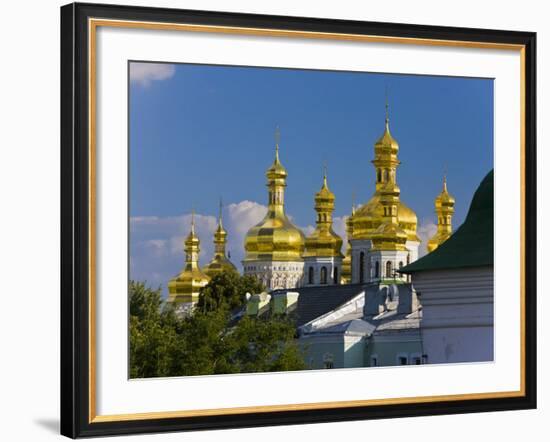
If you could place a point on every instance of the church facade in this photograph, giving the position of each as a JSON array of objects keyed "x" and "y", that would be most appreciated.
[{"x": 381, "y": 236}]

--

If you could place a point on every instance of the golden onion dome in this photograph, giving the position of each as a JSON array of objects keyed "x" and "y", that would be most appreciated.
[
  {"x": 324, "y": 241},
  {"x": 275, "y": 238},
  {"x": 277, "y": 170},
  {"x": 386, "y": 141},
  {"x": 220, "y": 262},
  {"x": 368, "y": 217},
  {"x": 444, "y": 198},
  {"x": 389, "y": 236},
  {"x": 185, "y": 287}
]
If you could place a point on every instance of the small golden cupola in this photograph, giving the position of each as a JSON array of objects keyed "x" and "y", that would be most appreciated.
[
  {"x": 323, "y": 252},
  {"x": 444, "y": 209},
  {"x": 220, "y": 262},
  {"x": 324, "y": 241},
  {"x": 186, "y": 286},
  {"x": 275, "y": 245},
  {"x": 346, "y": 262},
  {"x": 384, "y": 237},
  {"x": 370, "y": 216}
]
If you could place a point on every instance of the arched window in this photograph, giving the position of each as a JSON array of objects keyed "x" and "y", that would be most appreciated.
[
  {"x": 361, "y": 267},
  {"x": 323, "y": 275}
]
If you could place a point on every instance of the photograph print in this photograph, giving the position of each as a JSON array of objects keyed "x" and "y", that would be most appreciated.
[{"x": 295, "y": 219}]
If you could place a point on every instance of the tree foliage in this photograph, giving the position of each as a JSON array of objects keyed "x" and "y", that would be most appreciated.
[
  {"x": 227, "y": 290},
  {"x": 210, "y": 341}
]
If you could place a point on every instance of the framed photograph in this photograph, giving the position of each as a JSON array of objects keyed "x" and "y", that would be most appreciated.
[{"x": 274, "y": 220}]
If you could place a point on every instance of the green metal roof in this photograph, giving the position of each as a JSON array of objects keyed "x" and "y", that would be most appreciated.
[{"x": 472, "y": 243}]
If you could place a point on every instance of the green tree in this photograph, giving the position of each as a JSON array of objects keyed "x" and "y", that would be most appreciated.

==

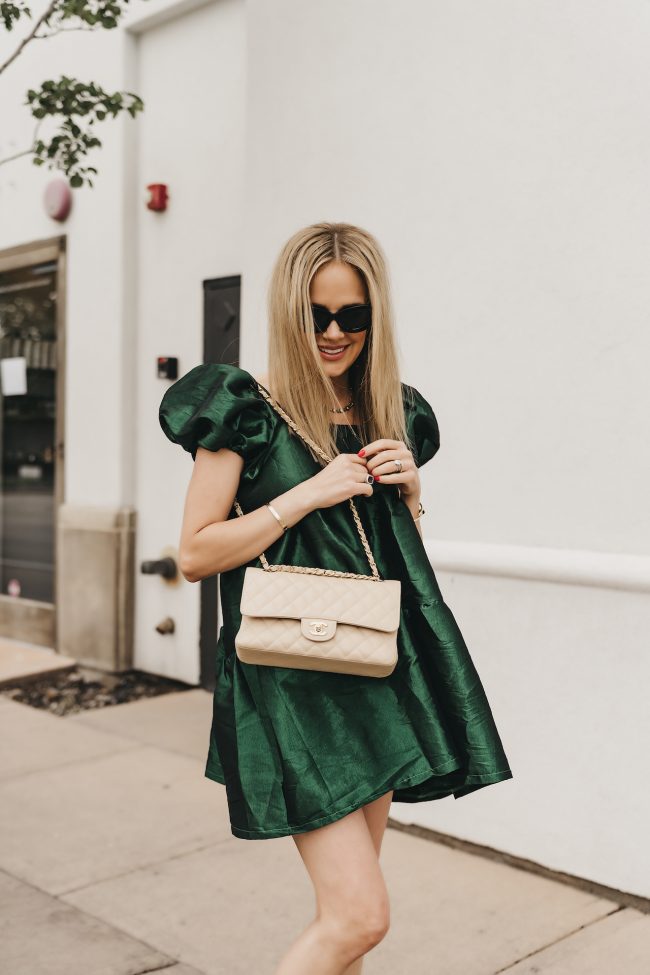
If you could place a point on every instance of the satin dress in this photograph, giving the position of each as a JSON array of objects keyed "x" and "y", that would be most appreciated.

TASK TO COMPLETE: Keep both end lines and retype everything in the records above from the line containing "of the tree" through the line containing "the green tree", exactly, with nothing else.

TASK OUTPUT:
If you could place a point on every instance of the tree foliage in this photograph, giving the position of each as a JSON array of objects keyed "x" and "y", that would be most appreciated.
[
  {"x": 227, "y": 290},
  {"x": 210, "y": 341}
]
If you could place a point on every instance of the framed photograph in this photograph, giving the position of each as a JSON array of objects keyed "x" and "y", that would be most appreciated.
[{"x": 274, "y": 220}]
If you could place a point on every instance of the green metal roof in this photograph, giving the position of each as a JSON array of objects keyed "x" and "y", that would be most appreciated.
[{"x": 472, "y": 243}]
If you could place a point on every instance of the green tree in this photograph, giving the position of each as a JSON array of objects keyed "x" and "y", that would be most appreciated.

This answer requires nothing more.